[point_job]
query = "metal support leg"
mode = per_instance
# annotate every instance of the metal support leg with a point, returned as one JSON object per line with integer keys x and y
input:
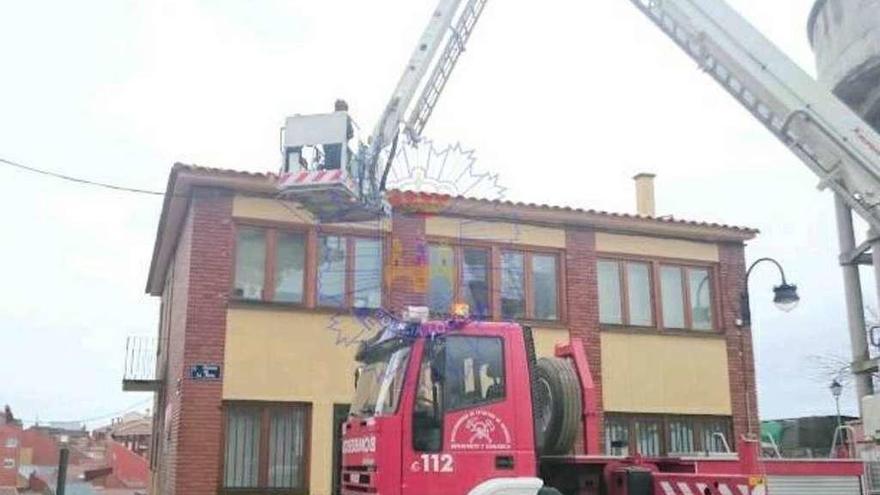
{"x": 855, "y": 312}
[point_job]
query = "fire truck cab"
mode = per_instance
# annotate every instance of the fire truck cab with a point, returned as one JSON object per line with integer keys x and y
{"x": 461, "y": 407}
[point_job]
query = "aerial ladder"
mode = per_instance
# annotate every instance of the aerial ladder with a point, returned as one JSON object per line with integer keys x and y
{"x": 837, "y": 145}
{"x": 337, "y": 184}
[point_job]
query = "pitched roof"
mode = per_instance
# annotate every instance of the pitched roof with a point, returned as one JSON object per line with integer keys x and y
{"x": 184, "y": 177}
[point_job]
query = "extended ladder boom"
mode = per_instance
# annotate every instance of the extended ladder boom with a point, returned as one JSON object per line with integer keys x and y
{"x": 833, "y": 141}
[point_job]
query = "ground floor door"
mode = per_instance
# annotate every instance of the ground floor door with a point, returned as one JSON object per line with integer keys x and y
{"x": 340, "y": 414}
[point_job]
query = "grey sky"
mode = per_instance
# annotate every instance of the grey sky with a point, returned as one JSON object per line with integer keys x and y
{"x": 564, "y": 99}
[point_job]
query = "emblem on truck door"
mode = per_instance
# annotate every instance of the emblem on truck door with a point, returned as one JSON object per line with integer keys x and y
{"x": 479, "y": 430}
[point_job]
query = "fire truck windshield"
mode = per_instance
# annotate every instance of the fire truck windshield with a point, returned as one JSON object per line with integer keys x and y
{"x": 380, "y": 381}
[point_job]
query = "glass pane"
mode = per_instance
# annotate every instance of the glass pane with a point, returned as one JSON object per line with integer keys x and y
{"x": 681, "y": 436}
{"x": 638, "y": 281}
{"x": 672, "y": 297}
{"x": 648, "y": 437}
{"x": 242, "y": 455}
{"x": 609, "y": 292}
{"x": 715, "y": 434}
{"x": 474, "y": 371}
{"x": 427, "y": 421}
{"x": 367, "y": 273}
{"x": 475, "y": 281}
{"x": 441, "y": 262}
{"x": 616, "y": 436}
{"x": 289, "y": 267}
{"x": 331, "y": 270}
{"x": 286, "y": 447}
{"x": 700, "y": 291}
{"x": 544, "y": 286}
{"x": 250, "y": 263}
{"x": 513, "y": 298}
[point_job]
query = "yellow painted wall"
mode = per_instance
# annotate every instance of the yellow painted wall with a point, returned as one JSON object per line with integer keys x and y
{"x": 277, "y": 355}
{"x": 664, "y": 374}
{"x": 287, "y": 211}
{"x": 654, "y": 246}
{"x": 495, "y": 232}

→ WHAT IS NEEDED:
Wherever the string "support" appears in the data above, copy the line it sits in.

→ OUTPUT BELOW:
query = "metal support leg"
# annotate every instance of the metal support leg with a point, returned as one JSON object per line with integer keys x and y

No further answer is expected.